**Work to be completed**
Collect every line in the listing below that contains the string "skirt", and copy each one in full.

+ + + + +

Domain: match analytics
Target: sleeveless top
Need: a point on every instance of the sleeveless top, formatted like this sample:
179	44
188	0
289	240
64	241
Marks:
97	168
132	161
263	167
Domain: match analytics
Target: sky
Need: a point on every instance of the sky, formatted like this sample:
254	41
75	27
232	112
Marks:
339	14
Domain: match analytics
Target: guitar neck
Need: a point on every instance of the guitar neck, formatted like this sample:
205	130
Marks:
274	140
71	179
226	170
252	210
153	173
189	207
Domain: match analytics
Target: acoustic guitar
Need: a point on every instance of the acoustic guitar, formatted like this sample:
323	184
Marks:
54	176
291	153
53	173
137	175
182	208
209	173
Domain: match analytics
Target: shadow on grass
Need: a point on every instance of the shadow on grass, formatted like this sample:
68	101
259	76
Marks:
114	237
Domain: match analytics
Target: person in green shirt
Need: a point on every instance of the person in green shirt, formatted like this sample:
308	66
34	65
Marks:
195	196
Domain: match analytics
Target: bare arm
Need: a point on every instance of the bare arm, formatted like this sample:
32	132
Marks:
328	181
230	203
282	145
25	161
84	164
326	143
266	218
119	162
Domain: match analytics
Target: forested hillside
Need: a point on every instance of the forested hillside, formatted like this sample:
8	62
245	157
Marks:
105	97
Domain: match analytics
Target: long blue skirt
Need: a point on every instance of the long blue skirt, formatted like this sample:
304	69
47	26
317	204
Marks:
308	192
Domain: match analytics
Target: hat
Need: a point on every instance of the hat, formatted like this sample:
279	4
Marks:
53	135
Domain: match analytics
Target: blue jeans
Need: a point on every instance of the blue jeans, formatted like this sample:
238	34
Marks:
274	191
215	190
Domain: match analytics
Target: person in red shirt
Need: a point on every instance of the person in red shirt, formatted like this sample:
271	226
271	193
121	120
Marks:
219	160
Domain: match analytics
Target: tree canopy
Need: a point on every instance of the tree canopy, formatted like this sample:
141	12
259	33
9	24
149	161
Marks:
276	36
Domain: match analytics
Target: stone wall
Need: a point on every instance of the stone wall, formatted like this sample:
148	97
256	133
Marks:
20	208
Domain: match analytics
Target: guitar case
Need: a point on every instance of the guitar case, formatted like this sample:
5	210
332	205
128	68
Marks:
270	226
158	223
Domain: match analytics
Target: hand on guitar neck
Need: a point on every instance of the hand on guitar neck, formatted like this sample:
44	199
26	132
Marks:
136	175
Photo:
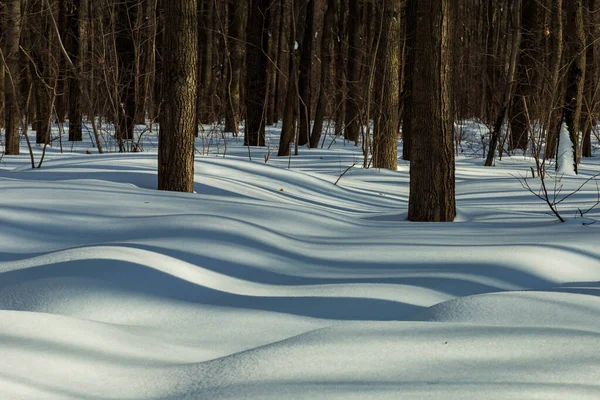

+ + + + +

**Reply to the exercise**
Target: long blue skirt
Need: a point on every instance of the long blue skirt, formatted like this sample:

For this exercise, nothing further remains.